| Data to process |
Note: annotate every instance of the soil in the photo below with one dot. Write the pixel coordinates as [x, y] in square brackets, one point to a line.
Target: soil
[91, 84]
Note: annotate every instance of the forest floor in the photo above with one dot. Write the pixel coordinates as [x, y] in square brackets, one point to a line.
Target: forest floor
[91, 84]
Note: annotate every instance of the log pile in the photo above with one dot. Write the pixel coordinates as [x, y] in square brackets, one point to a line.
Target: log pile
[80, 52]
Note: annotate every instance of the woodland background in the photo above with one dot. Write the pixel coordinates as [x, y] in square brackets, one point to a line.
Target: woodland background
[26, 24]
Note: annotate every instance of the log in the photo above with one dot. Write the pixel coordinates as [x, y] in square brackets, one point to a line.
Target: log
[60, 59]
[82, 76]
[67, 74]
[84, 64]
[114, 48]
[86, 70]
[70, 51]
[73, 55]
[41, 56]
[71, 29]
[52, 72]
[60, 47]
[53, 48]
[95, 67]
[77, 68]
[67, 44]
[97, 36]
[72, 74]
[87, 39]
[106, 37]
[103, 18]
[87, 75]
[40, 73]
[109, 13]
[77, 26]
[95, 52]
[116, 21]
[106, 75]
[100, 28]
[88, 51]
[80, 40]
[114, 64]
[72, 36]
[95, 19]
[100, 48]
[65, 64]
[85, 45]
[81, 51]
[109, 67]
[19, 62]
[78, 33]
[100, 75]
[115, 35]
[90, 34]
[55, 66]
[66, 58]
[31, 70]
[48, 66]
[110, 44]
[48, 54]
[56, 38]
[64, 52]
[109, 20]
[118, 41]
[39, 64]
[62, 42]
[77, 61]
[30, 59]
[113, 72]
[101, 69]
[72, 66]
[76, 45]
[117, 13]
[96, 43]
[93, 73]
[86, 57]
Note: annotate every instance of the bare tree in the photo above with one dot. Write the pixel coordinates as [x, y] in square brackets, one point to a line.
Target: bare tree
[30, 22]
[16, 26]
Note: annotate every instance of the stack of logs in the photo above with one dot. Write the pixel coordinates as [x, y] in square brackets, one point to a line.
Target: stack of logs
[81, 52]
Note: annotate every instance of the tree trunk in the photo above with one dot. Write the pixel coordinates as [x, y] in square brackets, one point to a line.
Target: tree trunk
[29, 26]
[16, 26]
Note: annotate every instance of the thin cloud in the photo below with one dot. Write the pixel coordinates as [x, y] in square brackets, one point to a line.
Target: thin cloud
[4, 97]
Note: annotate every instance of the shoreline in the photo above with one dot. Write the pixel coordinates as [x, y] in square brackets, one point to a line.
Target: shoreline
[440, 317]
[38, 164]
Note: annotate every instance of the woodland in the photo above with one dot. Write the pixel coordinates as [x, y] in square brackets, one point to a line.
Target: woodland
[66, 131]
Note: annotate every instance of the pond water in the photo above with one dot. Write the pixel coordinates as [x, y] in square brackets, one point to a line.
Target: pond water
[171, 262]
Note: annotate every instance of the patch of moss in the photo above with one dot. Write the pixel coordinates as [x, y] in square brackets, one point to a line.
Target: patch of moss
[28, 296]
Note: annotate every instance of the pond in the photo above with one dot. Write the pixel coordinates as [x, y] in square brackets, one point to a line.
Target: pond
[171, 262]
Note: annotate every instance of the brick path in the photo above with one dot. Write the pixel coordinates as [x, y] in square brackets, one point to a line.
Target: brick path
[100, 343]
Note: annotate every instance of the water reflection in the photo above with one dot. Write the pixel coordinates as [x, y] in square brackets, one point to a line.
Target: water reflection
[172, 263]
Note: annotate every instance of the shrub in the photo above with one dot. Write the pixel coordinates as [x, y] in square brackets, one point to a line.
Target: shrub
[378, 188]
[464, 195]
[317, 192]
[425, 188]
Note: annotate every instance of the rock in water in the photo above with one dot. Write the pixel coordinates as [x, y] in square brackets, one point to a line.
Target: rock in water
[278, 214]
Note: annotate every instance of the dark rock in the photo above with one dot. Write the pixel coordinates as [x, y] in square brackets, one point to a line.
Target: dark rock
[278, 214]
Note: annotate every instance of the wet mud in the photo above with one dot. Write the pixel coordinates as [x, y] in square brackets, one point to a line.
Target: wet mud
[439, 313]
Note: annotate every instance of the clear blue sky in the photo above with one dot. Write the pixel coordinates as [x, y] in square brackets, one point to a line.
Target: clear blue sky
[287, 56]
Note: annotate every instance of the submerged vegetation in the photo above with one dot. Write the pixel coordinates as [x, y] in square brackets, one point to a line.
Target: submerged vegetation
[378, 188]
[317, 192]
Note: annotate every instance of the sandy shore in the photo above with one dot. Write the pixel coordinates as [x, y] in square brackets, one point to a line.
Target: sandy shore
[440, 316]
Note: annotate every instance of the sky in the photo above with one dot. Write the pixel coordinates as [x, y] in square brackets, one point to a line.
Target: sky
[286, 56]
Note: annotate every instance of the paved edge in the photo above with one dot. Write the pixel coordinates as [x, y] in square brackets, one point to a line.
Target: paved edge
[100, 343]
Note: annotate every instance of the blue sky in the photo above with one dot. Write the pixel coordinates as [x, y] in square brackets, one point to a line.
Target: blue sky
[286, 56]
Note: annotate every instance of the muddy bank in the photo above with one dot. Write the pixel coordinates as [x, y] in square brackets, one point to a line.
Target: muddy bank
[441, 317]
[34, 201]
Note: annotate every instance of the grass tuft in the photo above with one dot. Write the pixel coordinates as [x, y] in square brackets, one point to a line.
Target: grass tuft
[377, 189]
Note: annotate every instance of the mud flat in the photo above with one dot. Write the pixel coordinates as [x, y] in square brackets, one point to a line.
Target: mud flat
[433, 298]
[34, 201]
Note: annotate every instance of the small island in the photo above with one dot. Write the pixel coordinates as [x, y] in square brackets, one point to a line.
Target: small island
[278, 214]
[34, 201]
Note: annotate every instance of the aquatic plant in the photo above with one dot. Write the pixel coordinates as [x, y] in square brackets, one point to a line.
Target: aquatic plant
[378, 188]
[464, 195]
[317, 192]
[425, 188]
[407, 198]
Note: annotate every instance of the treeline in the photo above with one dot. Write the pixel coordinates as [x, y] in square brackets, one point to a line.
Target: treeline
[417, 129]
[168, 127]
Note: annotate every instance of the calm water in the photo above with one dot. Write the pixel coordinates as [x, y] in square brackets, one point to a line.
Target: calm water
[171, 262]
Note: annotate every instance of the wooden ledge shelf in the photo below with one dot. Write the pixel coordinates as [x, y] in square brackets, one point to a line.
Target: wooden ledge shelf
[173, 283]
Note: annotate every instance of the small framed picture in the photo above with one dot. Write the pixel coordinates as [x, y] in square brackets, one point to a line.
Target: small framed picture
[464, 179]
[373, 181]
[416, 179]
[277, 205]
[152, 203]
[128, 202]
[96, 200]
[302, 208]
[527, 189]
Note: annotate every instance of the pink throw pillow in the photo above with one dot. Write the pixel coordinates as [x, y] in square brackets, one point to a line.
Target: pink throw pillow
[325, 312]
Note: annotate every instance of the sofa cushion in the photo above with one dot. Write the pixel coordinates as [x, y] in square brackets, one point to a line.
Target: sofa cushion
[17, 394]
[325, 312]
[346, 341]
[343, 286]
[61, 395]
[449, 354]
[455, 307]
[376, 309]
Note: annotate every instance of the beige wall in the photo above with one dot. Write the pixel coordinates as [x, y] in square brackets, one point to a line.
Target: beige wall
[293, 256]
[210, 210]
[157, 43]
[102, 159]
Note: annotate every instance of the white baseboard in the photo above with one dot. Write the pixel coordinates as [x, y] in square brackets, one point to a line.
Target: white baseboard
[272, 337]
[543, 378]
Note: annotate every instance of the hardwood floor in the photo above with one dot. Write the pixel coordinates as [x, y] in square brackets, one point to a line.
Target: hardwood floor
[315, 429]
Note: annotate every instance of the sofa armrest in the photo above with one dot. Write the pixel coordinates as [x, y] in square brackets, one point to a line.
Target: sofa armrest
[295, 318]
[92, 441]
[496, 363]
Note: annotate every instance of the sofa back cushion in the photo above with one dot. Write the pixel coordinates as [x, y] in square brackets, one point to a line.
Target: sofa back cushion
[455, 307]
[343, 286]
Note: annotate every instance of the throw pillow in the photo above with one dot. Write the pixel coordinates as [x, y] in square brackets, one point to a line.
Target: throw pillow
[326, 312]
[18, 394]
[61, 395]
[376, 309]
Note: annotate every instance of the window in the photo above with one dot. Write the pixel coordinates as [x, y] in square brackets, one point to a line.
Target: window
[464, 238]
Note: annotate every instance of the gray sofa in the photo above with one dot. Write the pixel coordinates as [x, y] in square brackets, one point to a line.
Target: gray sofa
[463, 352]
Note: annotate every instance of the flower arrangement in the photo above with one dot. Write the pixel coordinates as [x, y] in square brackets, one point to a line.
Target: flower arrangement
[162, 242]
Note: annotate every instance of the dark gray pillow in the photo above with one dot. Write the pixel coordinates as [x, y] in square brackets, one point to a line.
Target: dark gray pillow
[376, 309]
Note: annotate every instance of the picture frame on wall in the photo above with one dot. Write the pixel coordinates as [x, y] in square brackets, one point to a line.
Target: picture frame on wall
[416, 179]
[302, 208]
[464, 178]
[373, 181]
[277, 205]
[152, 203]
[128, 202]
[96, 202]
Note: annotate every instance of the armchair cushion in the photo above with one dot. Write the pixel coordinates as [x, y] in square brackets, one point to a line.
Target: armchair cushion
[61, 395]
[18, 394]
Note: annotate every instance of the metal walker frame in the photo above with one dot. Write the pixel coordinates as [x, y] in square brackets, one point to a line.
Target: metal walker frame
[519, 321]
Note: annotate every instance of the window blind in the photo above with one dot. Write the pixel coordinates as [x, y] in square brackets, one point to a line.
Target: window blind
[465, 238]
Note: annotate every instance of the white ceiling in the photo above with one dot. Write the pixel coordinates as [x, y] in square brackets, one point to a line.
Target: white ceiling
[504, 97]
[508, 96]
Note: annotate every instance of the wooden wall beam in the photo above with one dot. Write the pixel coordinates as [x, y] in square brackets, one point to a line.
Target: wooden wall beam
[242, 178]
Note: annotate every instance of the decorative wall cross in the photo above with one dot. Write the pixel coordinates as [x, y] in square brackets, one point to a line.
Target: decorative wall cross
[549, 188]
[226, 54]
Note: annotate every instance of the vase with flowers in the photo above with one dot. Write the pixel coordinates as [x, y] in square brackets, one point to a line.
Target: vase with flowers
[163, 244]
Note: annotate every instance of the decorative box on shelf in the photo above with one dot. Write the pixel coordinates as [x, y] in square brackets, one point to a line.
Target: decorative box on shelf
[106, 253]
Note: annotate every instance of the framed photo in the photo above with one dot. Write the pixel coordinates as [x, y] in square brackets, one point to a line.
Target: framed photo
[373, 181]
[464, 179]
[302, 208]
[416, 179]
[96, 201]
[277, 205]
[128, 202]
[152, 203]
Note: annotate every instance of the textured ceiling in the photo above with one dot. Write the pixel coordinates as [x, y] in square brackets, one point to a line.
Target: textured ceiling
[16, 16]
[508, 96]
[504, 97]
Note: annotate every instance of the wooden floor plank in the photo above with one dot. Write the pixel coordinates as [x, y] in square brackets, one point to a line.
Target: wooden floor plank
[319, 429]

| Aim |
Reproduce only those lines of the entries above that run from the line with "Note: annotate every instance of the decorative box" to the final line.

| Answer for the task |
Note: annotate every instance of the decorative box on shelf in the photo above with one dot. Write the pixel coordinates as [x, y] in square brackets, one point to a line.
Target: decorative box on shelf
[106, 253]
Note: annotate every instance of the framed photo in the photo above with one dot. Write the pixel coordinates as [x, y] in square brackets, one point to a line.
Target: framed photo
[373, 181]
[464, 179]
[302, 208]
[416, 179]
[96, 201]
[277, 205]
[128, 202]
[152, 203]
Note: annotate every instance of the textured ceiling in the photo above with one dot. Write the pixel coordinates as [x, y] in square brackets, one point to a line.
Target: textured ceiling
[16, 16]
[508, 96]
[504, 97]
Note: annotate every instance of the wooden floor plank in the photo above with one dot. Write the pixel coordinates as [x, y] in square brackets, one point to a line.
Target: wooden floor plank
[319, 429]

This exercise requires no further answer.